### Exercises
1. Copy the running-stamina article word for word between "Building running stamina" and "race by then!", inclusive.
2. In the running-stamina article, what is the first thing a new runner should do?

Recent news releases announced that the City of Atlanta will be the host of the USA’s women’s and men’s marathon Olympic qualifying team race for the 2020 games. It’s an exciting time to be a runner in Atlanta, and no doubt many people will also be inspired by the incoming onslaught of Olympic-caliber marathoners hoping to make the US Olympic marathon team that they, too, may consider lacing up their shoes for the first time.
When you’re new to running, though, it can be really intimidating to figure out how to start or where to start. Most people intuitively know, for example, that they’re probably not going to be able to start at zero and suddenly just go run a marathon the next day. How you get to that point, though, remains a mystery for many people. They may want to run a marathon themselves one day, but how they go about doing that — how you can build running stamina when you’re currently at zero — is a bit of an enigma.
Building running stamina isn’t as mysterious as you may think. Below, I’ll provide some tips and guidelines that will help you build your running stamina slowly and safely. Who knows? Maybe by the time the Olympic marathon trials are in Atlanta for the 2020 Olympics, you’ll have even finished your first endurance race by then!
Some tips to help you build running stamina include the following:
Before anything, talk to your doc. Just to be on the safe side, particularly if you haven’t seen your physician in a while, go in and get his/her blessing. Make sure that running will be a physically safe endeavor for you and that you don’t have some lurking ailment or illness under the hood, beyond your line of vision. It’s better to be safe than sorry.

### Record excerpts
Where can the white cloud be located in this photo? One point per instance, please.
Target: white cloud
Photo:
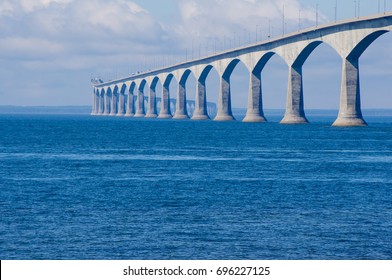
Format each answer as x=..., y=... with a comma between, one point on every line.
x=223, y=17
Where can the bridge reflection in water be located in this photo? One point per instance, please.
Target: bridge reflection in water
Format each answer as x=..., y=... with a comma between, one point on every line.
x=349, y=38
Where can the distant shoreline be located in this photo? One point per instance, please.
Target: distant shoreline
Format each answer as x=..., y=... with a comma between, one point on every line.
x=86, y=110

### Replies
1.
Building running stamina isn’t as mysterious as you may think. Below, I’ll provide some tips and guidelines that will help you build your running stamina slowly and safely. Who knows? Maybe by the time the Olympic marathon trials are in Atlanta for the 2020 Olympics, you’ll have even finished your first endurance race by then!

2. Talk to a doctor to make sure running will be physically safe.